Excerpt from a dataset
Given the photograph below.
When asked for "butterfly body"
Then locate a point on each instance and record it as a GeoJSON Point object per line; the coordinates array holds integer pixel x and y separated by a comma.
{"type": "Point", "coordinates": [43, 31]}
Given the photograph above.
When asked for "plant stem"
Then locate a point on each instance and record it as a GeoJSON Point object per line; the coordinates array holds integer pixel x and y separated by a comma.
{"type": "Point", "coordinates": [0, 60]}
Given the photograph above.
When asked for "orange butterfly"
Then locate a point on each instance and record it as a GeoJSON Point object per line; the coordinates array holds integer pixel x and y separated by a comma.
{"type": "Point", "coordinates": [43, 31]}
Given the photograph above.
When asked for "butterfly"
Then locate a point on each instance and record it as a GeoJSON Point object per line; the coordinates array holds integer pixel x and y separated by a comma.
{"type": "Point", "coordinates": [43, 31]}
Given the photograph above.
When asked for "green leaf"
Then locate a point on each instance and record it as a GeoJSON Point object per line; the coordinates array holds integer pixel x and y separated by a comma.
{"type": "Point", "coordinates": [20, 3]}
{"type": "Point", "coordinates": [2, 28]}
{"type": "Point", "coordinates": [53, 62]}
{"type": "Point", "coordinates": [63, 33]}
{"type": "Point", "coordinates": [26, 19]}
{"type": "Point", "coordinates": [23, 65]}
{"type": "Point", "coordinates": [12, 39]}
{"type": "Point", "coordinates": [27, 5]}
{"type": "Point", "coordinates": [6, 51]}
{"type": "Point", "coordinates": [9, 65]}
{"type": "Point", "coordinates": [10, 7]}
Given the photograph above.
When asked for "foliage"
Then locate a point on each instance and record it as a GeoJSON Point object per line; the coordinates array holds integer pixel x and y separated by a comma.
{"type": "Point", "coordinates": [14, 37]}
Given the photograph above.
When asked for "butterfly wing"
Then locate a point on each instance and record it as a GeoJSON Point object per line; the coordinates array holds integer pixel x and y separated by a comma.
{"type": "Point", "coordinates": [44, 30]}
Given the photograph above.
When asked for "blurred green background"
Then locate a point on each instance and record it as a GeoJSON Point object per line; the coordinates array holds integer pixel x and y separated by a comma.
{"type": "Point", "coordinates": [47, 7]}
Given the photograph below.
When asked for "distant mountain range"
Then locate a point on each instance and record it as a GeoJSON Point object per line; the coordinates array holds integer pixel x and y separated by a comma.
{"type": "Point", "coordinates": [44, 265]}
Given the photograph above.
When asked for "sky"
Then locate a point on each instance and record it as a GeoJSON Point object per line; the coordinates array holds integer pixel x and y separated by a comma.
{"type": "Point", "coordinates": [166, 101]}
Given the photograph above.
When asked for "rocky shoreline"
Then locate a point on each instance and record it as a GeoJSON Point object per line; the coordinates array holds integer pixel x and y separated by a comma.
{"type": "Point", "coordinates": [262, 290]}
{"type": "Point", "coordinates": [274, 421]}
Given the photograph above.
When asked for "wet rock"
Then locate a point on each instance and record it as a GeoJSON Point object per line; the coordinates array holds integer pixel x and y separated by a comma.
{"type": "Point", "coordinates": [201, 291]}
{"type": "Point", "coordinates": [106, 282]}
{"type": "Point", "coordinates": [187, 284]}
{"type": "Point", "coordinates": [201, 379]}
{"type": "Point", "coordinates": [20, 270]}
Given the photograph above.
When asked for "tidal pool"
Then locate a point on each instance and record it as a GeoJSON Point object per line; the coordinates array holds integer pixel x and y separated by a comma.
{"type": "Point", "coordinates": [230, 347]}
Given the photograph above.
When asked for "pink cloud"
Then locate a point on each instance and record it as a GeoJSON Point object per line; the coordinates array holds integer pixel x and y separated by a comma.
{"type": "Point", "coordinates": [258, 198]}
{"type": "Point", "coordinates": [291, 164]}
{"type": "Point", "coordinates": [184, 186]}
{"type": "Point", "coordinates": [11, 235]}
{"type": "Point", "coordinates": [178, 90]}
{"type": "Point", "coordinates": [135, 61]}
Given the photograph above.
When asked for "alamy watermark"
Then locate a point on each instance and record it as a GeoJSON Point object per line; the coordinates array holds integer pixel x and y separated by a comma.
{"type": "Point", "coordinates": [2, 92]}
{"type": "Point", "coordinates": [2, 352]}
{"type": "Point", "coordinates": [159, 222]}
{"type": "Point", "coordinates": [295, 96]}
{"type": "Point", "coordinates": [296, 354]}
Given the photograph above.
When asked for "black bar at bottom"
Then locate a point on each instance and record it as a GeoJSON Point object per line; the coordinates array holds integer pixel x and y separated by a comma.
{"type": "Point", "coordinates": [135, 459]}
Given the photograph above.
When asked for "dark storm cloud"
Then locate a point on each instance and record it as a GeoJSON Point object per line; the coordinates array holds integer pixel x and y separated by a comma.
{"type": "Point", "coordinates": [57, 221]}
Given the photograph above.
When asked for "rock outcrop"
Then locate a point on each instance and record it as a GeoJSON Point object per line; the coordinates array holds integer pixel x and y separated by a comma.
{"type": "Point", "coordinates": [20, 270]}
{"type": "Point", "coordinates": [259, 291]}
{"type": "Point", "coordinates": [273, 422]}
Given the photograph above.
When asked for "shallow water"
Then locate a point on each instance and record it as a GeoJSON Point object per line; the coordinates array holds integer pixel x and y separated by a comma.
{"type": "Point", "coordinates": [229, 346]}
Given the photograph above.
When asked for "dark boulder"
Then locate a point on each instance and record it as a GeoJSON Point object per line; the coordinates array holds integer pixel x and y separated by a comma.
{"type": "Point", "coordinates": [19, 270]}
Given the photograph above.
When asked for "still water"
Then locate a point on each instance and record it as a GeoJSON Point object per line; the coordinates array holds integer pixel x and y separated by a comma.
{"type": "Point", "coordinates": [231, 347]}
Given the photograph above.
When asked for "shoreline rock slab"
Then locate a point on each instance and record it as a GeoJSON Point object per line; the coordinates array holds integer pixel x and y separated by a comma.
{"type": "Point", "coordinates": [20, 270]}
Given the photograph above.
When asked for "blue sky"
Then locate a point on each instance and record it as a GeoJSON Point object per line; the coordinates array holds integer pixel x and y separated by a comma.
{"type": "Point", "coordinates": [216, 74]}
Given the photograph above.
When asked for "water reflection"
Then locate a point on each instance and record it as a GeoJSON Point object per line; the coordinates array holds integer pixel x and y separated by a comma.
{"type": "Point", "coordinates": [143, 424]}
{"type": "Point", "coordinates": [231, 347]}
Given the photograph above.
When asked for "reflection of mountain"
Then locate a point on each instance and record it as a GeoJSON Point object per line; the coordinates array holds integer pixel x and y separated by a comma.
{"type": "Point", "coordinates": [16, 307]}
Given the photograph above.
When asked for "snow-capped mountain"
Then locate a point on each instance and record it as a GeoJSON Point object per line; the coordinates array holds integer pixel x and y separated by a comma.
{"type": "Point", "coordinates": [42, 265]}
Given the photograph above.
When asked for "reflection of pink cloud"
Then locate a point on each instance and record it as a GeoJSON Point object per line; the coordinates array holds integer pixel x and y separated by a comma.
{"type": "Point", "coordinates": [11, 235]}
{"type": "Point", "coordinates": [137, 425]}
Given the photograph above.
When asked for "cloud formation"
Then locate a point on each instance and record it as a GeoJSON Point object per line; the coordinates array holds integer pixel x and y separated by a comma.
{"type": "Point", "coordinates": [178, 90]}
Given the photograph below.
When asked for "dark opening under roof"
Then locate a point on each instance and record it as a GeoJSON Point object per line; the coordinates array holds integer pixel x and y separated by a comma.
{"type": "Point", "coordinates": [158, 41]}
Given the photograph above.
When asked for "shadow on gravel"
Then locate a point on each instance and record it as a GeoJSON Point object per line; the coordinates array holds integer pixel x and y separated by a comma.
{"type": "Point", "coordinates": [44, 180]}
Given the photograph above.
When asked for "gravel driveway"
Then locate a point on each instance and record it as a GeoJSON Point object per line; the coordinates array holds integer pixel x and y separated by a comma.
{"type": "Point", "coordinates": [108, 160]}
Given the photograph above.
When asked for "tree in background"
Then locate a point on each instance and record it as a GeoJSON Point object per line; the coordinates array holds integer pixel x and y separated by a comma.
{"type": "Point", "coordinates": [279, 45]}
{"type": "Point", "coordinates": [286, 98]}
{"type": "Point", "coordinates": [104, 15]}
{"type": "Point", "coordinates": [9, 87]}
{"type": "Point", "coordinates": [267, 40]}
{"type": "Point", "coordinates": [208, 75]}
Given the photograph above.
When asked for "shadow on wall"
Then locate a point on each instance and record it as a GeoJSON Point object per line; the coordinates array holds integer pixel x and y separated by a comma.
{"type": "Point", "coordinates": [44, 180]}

▶ _SHORT EXERCISE_
Pull out every line in the data above that contains the string "reflection", and list those lines.

▶ _RESPONSE BELOW_
When asked for "water reflection"
When asked for "reflection of mountain"
When asked for "reflection of pink cloud"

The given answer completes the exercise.